> 作答說明
[1] 判斷下列(a)、(b)、(c)三項陳述是否與選文相符，逐項回答「是」或「否」，並引用選文中起決定作用的原文。(a) 本世紀初的十年是中國經濟增速最快的十年。(b) 國外有關改革停滯的研究仍然十分欠缺。(c) 從改革知識約束視角看，改革的拖延或停滯是利益集團相互博弈所導致的。
[2] 根據選文，本文試圖回答的是什麼問題？
[3] 將選文中「市場化改革的停滯雖然越來越成為政府和學者們關注的焦點,但對其成因以及機理的實證研究仍然十分欠缺。」一句譯成英文。

2018-04-12 01:49:11盧新波張經緯
財經論叢 2018年4期
關鍵詞:改革經濟

盧新波,張經緯

(浙江財經大學經濟學院,浙江 杭州 310018)

一、引 言

始于本屆政府的大規模改革有以下幾個重要特征:一是具有“重新啟動”中國改革進程的意蘊,這意味著過去十多年的改革其實處于停滯甚至部分倒退的狀態;二是具有十分明顯的自上而下的頂層設計特征,這又意味著一度行之有效的中國改革由地方創新帶來的自下而上的經驗反饋特點消失了;三是這場改革恰又伴隨著經濟新常態的特點,呈現出異常的復雜性,這說明了原有發展方式的不可持續性。進一步的觀察不難發現,市場化改革的停滯并未帶來經濟的衰退,但是在各級政府對土地財政的高度依賴以及由此直接或間接帶來的投資驅動下,本世紀初的十年恰恰是中國經濟增速最快的十年。由此,是否是因為土地財政的興起阻滯了中國市場化改革的推進?這是本文試圖回答的問題。市場化改革的停滯雖然越來越成為政府和學者們關注的焦點,但對其成因以及機理的實證研究仍然十分欠缺。與此相反,國外有關改革停滯的研究已取得豐碩的成果。歸納起來,主要有以下幾種解釋:

利益集團視角的解釋。少數人擁有政策制定的支配權,這些人能夠從既有政策中獲得諸如特權、壟斷租金以及社會地位等巨額利益,若改變現有政策會損害該利益集團的既得利益,那么這些人會強烈地反對新政策的出臺,其他利益集團由于無力化解集體行動中的一些問題而使得其對政策的影響力有限,所以改革的推進無法實現[1][2];個人收益不確定導致公眾不支持改革[3][4],雖然所有人都知道改革是對社會最優的,但他們不知道改革后個人利益是增大還是減少,這導致他們反對改革;無法就改革成本達成一致導致的改革停滯,由于改革具有公共物品屬性,任何個人或集團都可受益,與此同時卻希望他人負擔改革的成本,從而陷入集體行動的困境,導致改革無人推動[5][6]。

改革知識約束視角的探究。政策制定者不知道改革的必要性或者缺乏改革的知識和技能,從而改革被拖延或停滯。當政策弊端被當時的經濟發展與社會穩定所掩蓋時,政策制定者并不能洞察哪些政策需要改變,或者雖然政策弊端已經顯現,但政策制定者不能提出改進方案。這種拖延或停滯顯然不是利益集團之間的相互博弈所導致的,沒有采取行動只是由于政策制定者不知道應該改革或者應該怎樣改革[7]。

[資料區塊]
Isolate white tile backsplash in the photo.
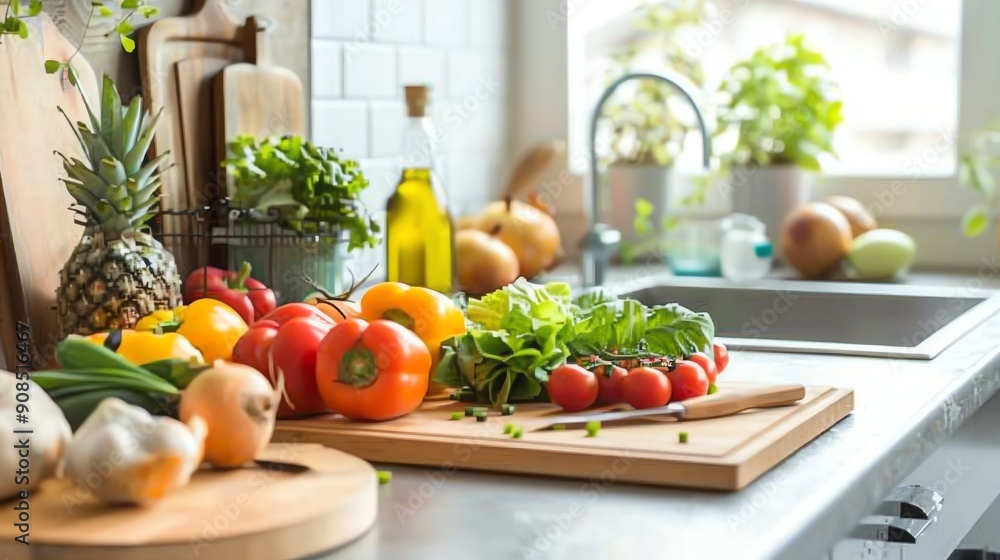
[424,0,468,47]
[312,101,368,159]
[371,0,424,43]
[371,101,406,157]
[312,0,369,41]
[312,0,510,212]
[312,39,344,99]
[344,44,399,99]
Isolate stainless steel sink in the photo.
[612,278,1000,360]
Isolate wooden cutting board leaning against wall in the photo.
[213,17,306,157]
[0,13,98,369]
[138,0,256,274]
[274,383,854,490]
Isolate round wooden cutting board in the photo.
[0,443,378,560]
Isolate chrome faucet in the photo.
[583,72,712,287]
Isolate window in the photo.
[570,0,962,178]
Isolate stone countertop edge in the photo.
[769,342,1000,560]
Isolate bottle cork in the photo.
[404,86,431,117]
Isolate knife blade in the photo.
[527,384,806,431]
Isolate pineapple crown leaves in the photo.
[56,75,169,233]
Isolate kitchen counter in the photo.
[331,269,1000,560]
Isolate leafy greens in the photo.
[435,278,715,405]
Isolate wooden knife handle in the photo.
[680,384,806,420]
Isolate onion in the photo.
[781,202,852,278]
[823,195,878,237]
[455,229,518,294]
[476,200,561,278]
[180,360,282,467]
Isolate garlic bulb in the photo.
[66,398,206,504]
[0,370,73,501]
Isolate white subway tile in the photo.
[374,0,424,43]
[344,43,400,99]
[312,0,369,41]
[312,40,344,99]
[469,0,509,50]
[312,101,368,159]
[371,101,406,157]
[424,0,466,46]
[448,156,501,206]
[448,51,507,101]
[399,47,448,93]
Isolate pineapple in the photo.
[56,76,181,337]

---

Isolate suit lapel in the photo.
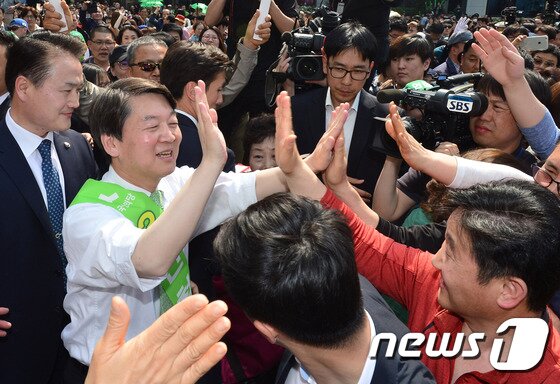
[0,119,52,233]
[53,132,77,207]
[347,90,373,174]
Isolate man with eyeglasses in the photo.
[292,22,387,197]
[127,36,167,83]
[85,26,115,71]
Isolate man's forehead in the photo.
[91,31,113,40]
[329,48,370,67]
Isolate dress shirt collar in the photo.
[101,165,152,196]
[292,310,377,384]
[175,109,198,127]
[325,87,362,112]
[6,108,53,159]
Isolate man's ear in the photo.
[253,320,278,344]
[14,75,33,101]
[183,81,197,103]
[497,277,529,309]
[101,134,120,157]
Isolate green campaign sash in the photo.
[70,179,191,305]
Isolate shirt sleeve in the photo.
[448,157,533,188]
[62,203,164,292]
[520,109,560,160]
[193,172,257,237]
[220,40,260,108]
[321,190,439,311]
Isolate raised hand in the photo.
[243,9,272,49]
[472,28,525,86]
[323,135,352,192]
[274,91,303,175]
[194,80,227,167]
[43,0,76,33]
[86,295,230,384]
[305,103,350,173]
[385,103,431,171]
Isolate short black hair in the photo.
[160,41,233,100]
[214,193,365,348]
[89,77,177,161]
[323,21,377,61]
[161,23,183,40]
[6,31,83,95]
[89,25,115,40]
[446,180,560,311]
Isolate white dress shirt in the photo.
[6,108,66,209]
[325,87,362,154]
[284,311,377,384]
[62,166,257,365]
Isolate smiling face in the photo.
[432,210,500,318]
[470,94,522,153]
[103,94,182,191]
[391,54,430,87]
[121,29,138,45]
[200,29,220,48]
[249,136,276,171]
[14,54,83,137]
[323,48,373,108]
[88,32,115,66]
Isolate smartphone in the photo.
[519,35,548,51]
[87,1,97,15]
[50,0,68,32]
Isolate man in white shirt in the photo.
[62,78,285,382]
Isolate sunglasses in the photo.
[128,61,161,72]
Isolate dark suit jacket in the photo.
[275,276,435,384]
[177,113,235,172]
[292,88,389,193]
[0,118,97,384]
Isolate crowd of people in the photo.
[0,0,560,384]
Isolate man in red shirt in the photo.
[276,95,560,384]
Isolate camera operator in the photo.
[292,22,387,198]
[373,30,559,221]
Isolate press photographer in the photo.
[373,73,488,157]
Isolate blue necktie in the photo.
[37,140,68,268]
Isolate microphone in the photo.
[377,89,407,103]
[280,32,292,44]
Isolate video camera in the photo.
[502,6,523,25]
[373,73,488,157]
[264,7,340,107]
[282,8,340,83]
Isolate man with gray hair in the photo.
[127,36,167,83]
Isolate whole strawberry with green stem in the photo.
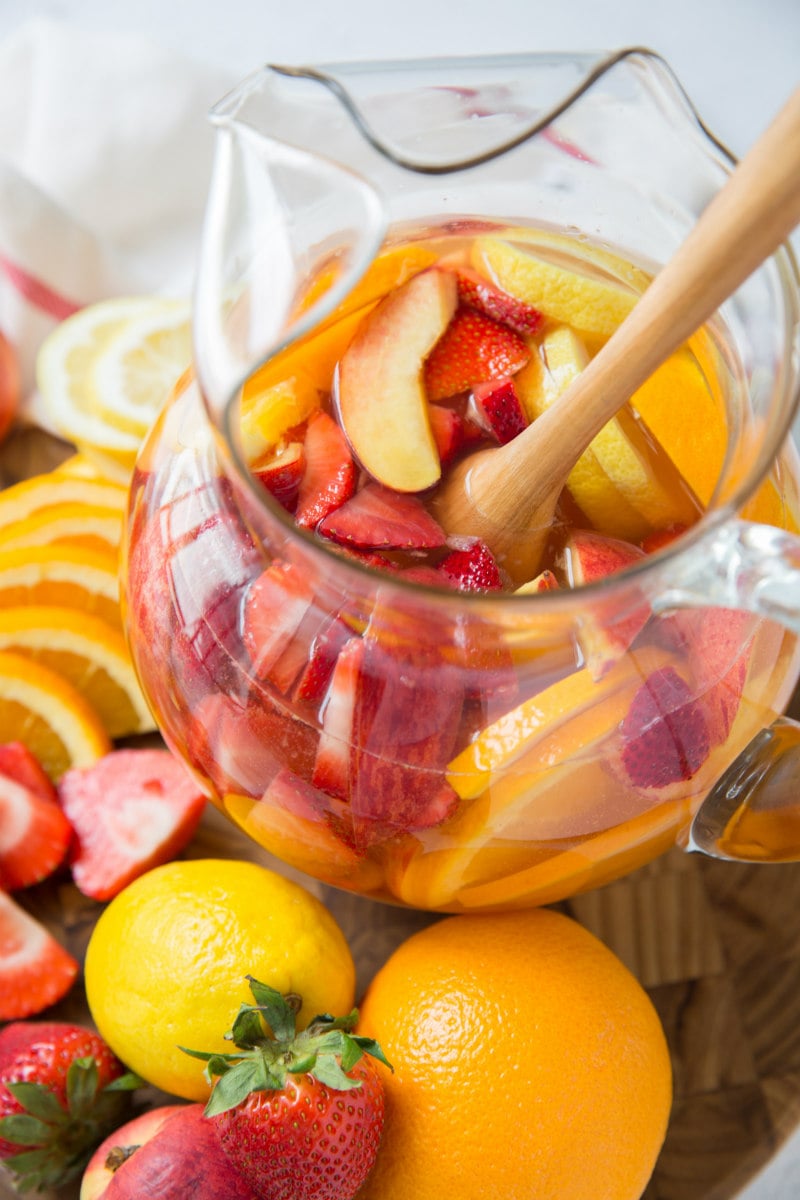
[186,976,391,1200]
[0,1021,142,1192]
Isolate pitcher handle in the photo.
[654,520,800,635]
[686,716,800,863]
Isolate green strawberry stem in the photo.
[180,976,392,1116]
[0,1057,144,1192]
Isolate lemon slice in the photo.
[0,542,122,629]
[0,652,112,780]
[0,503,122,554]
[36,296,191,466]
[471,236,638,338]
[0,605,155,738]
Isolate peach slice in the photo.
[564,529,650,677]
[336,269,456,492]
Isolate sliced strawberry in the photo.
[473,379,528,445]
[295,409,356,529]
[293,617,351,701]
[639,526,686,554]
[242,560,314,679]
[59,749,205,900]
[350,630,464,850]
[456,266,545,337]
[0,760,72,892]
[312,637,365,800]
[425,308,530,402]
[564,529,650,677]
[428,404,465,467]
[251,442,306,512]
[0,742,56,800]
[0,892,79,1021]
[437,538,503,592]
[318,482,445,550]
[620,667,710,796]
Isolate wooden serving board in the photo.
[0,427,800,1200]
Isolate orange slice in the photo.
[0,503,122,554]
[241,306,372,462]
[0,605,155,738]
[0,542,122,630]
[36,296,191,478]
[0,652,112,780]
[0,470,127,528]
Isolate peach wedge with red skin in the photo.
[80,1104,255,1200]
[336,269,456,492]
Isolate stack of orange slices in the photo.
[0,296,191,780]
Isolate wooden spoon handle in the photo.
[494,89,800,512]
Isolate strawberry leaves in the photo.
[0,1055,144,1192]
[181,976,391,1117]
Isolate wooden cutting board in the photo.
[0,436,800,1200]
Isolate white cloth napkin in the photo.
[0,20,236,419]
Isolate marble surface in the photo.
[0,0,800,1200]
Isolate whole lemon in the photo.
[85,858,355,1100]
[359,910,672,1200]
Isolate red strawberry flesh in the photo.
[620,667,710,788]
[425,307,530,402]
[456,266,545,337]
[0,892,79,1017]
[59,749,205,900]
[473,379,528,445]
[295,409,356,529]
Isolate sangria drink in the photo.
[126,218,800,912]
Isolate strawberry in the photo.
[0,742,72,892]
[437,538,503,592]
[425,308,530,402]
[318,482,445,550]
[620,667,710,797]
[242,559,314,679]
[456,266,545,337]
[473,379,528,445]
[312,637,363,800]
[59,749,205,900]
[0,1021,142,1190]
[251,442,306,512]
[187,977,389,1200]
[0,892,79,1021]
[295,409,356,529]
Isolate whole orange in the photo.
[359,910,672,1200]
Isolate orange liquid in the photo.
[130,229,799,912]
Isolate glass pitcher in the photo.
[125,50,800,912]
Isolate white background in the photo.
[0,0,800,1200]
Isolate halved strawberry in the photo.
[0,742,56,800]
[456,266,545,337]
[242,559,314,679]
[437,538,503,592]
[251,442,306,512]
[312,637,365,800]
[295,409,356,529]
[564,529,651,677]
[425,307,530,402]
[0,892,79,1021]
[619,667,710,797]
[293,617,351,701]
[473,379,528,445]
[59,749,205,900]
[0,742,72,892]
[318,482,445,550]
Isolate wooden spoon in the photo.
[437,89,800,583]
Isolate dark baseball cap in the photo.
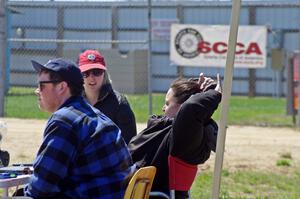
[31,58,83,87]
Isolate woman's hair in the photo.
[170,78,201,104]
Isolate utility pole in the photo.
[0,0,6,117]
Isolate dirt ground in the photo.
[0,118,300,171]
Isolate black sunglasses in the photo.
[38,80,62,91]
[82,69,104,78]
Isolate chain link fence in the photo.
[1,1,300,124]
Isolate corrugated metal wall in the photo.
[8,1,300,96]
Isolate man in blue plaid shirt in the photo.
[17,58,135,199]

> 參考答案
[1]
(a) 是：「本世紀初的十年恰恰是中國經濟增速最快的十年」
(b) 否：「國外有關改革停滯的研究已取得豐碩的成果」
(c) 否：「這種拖延或停滯顯然不是利益集團之間的相互博弈所導致的」

[2] 是否是因為土地財政的興起阻滯了中國市場化改革的推進。

[3] Although the stagnation of market-oriented reform has increasingly become a focus of attention for the government and scholars, empirical research on its causes and mechanisms remains severely lacking.